The material must be repeated exactly, with every line intact.

=====

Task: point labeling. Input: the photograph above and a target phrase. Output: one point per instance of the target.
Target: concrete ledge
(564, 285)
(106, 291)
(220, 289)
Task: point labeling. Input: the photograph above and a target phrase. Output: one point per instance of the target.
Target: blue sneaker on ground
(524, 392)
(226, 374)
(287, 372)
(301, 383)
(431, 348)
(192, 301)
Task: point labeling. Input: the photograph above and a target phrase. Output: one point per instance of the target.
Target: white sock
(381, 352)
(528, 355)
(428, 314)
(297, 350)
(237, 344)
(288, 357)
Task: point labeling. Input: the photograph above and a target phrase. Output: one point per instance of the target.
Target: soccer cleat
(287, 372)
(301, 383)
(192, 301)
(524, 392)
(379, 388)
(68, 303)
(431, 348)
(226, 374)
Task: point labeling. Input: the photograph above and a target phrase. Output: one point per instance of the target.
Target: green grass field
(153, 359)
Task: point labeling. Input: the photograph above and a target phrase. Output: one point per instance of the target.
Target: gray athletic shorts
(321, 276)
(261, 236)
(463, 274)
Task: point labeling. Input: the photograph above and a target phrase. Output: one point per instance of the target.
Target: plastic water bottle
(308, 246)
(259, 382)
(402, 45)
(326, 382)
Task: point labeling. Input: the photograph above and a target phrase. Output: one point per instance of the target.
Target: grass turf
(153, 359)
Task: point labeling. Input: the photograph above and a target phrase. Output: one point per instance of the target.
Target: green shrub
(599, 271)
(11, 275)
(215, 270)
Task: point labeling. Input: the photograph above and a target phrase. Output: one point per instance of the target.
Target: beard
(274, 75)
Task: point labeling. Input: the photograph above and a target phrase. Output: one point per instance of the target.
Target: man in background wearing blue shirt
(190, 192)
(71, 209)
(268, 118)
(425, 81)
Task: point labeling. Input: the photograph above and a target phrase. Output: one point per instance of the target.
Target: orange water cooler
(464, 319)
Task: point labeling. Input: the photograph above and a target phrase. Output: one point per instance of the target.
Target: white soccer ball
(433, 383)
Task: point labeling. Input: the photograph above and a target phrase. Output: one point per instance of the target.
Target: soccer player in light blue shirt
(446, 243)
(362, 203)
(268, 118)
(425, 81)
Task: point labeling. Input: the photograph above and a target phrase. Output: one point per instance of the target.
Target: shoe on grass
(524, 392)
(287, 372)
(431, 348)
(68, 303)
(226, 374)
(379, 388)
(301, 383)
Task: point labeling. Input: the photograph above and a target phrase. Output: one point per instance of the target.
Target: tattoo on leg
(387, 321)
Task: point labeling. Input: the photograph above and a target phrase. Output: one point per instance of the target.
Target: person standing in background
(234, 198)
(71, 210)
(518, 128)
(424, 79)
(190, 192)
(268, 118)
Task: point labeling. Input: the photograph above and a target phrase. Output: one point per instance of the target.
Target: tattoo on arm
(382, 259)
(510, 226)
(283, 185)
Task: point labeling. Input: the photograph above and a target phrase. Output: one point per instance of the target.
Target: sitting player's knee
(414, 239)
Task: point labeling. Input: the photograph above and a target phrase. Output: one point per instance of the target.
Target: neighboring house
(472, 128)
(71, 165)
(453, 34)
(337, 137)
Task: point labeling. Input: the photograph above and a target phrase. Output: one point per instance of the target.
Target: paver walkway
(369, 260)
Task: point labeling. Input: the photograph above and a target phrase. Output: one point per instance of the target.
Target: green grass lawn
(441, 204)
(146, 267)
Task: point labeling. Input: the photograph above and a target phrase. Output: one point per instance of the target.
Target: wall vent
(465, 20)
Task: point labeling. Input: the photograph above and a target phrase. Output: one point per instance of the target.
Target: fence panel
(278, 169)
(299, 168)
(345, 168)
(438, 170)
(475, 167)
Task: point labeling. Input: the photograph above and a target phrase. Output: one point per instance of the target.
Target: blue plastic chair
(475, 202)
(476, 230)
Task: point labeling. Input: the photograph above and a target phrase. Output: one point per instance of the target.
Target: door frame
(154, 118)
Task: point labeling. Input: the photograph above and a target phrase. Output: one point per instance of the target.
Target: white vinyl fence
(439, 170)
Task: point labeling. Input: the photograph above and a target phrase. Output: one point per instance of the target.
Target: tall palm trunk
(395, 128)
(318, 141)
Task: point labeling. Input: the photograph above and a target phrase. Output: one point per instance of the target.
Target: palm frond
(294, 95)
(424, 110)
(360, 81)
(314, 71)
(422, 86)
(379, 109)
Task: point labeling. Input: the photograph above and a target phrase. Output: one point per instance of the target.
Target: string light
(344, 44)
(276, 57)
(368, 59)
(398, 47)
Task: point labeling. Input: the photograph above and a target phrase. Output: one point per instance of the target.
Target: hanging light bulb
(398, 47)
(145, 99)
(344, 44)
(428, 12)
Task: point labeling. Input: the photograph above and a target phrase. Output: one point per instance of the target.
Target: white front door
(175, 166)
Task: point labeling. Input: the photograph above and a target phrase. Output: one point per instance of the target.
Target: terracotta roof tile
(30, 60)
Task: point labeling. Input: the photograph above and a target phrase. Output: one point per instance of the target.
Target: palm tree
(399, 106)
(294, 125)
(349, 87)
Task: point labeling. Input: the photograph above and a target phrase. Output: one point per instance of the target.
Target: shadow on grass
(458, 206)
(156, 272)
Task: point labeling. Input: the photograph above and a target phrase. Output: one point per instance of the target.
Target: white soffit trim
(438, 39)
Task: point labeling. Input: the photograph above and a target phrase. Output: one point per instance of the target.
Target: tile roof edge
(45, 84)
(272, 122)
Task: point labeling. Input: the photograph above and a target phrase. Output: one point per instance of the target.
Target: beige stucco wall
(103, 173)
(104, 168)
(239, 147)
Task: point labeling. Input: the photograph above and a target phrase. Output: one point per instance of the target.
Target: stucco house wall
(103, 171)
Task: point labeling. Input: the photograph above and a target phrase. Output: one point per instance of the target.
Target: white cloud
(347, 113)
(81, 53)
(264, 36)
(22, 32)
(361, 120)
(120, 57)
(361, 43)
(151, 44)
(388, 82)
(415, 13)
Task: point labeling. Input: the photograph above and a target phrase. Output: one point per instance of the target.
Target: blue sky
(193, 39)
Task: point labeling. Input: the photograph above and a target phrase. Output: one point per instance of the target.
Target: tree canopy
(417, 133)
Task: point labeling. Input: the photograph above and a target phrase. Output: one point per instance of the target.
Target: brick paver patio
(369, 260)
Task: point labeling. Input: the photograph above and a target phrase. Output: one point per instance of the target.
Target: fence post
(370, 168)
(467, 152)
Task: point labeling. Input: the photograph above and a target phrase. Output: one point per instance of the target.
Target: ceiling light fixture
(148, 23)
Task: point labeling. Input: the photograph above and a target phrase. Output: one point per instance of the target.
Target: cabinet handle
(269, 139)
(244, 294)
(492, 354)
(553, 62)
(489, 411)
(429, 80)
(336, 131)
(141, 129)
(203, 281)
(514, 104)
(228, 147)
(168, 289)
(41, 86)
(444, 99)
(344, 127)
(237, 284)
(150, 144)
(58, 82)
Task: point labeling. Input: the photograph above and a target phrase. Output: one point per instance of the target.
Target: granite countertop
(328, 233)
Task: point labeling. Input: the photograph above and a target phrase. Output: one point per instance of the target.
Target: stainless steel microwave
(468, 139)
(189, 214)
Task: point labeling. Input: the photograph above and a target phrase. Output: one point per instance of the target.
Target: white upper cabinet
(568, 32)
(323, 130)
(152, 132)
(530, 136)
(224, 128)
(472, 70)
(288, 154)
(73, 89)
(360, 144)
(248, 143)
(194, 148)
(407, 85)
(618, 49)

=====

--- Answer section ---
Task: point labeling. Input: the photograph above and a target phrase. Output: one point per instance of the target.
Target: concrete ledge
(564, 285)
(106, 291)
(220, 289)
Task: point labeling. Input: the photograph above and a target phrase. Output: one point per instance of the target.
Target: blue sneaker on ground
(524, 392)
(226, 374)
(287, 372)
(301, 383)
(431, 348)
(192, 301)
Task: point labeling. Input: the photograph above and a target phrase. Output: one point per instance of the target.
Target: white sock
(381, 352)
(528, 355)
(428, 314)
(297, 350)
(237, 344)
(288, 357)
Task: point labeling. Input: the photograph above and a target phrase. Output: one point per instance of the target.
Target: soccer cleat
(287, 372)
(301, 383)
(192, 301)
(524, 392)
(379, 388)
(68, 303)
(431, 348)
(226, 374)
Task: point labeling. Input: the photograph above and a target phrase. Output: one point per instance of the target.
Target: green grass field
(153, 359)
Task: point labeling. Input: the photograph above and a target phrase. Output: one point per instance of the target.
Target: gray athletic shorts
(321, 276)
(261, 236)
(463, 274)
Task: point labeling. Input: the photograph above and a target phrase. Output: one point per instance of the target.
Target: plastic water bottle
(308, 246)
(259, 382)
(402, 45)
(326, 382)
Task: point labeling. Input: the photograph above and a target phrase. Output: one point per instance of the target.
Target: grass turf
(153, 359)
Task: point labeling. Input: the photograph above and a target phrase. Output: one point per instance of the target.
Target: green shrub
(599, 271)
(11, 275)
(215, 270)
Task: point labeling. Input: the photograph above and a target phrase. Output: one point per instance of the target.
Target: beard
(274, 75)
Task: point labeling. Input: the photograph above and a target phrase. Output: one point per instance of the target.
Target: man in background wearing blue shirt
(190, 192)
(71, 209)
(268, 118)
(425, 81)
Task: point labeling. Input: the photograph above and a target phrase. Output: one point per instance of the target.
Target: orange water cooler
(464, 319)
Task: point labeling. Input: the photograph above and a target phrase. Output: one point per instance of the target.
Target: white soccer ball
(433, 383)
Task: point labeling. Input: the photograph above and a target phrase. Output: one point per instance of the target.
Target: soccer player in light blue shirt
(446, 243)
(362, 203)
(268, 118)
(425, 81)
Task: point labeling. Input: the photograph above and a target phrase. Output: one point per instance of the target.
Target: shoe on grass
(524, 392)
(287, 372)
(431, 348)
(68, 303)
(226, 374)
(379, 388)
(301, 383)
Task: point labeling. Input: the photograph above and a target phrase. Output: one point per instance of the target.
Target: tattoo on leg
(387, 321)
Task: point labeling. Input: the photograph above and a target phrase. Output: one point per instance of the target.
Target: person standing in background
(234, 198)
(71, 210)
(518, 128)
(424, 79)
(190, 192)
(268, 118)
Task: point labeling. Input: the photograph above and a target phrase. Output: one point per instance of the target.
Target: tattoo on arm
(382, 259)
(510, 226)
(283, 185)
Task: point labeling. Input: the photograph above and a target phrase. Output: one point per instance of the target.
Target: sitting player's knee
(414, 239)
Task: point labeling. Input: the photograph above and a target phrase. Output: one point per instance of the target.
Target: neighboring house
(472, 128)
(71, 165)
(453, 34)
(337, 137)
Task: point labeling. Input: the photograph above and a target phrase. Output: one point per instance of the target.
Target: paver walkway
(369, 260)
Task: point labeling. Input: the photograph above and a target phrase. Output: one point per instance of the target.
Target: green grass lawn
(441, 204)
(146, 267)
Task: point labeling. Input: the photograph above and a target phrase. Output: one point per instance of the target.
Target: wall vent
(465, 20)
Task: point labeling. Input: the photograph above and a target phrase. Output: one point per instance of the target.
Target: fence panel
(278, 169)
(299, 168)
(345, 168)
(438, 170)
(475, 167)
Task: point labeling. Input: the photograph above and a target phrase. Output: one point per instance of the target.
Target: blue plastic chair
(475, 202)
(476, 230)
Task: point labeling. Input: the photograph above and a target phrase. Output: one point per instance of the target.
Target: door frame
(154, 118)
Task: point labeling. Input: the photograph above and a target phrase. Output: one point per instance of the target.
Target: white vinyl fence
(439, 170)
Task: point labeling. Input: the photograph above and a target phrase. Output: one point per instance of the target.
Target: tall palm trunk
(395, 128)
(318, 141)
Task: point labeling. Input: the photograph above and a target phrase. Output: one point per instance of the target.
Target: palm frond
(294, 95)
(424, 110)
(360, 81)
(314, 71)
(422, 86)
(379, 109)
Task: point labeling. Input: the photograph above and a target phrase. Output: one point per instance of the target.
Target: string light
(344, 44)
(276, 57)
(368, 59)
(398, 47)
Task: point labeling. Input: the photograph above and a target phrase. Output: one point per instance of the target.
Target: hanging light bulb
(398, 47)
(145, 99)
(344, 44)
(428, 12)
Task: point labeling. Input: the photograph above and a target phrase. Output: one point per instance of the target.
Target: white front door
(175, 166)
Task: point labeling. Input: the photograph above and a target phrase. Output: one point per instance of the target.
Target: terracotta roof tile
(30, 60)
Task: point labeling. Input: the photograph above and a target phrase. Output: one point per instance of the target.
Target: palm tree
(399, 106)
(294, 125)
(349, 87)
Task: point labeling. Input: the photograph above and a target phrase. Output: one point per instance of the target.
Target: shadow on grass
(458, 206)
(156, 272)
Task: point labeling. Input: the photograph above and a target phrase. Output: one point per instance of the target.
Target: white soffit trim
(438, 39)
Task: point labeling. Input: the photograph above and a target phrase. Output: one point per instance of the target.
Target: tile roof edge
(45, 84)
(272, 122)
Task: point labeling. Input: the photograph above and a target phrase. Output: one point per instance of the target.
Target: beige stucco wall
(103, 173)
(104, 168)
(239, 147)
Task: point labeling. Input: the photograph above and a target phrase. Output: one point per instance of the target.
Target: stucco house wall
(103, 171)
Task: point labeling. Input: the photograph above and a target phrase. Output: one point per instance of the target.
Target: white cloud
(347, 113)
(81, 53)
(264, 36)
(22, 32)
(361, 120)
(120, 57)
(361, 43)
(151, 44)
(388, 82)
(415, 13)
Task: point labeling. Input: the photograph above and a target phrase. Output: one point per instance of the target.
Target: blue sky
(193, 39)
Task: point labeling. Input: the photograph above and a target phrase. Output: one point per instance of the target.
Target: tree canopy
(417, 133)
Task: point labeling. Input: the photograph above and a target phrase. Output: one point per instance of the target.
Target: brick paver patio
(369, 260)
Task: point labeling. Input: the photograph above and a target phrase. Output: one point per instance of the target.
Target: fence post
(370, 168)
(467, 152)
Task: point labeling. Input: the photograph above and a target phrase. Output: one point per instance of the target.
Target: ceiling light fixture
(148, 23)
Task: point labeling. Input: the photograph above and a target phrase. Output: one point per instance of the target.
Target: cabinet handle
(269, 139)
(244, 294)
(492, 354)
(553, 62)
(489, 411)
(429, 80)
(336, 131)
(141, 129)
(203, 281)
(514, 104)
(228, 147)
(168, 289)
(41, 86)
(444, 99)
(344, 127)
(237, 284)
(150, 144)
(58, 82)
Task: point labeling. Input: the photograph above and a target phrase. Output: one point per instance of the target.
Target: granite countertop
(328, 233)
Task: point labeling. Input: the photograph above and a target phrase. Output: one point per instance of the target.
Target: stainless steel microwave
(468, 139)
(189, 214)
Task: point labeling. Input: the photograph above and a target phrase. Output: one point per instance of the target.
Target: white upper cabinet
(568, 32)
(323, 130)
(152, 132)
(530, 136)
(224, 128)
(472, 70)
(288, 154)
(73, 89)
(360, 144)
(248, 143)
(194, 148)
(407, 85)
(618, 49)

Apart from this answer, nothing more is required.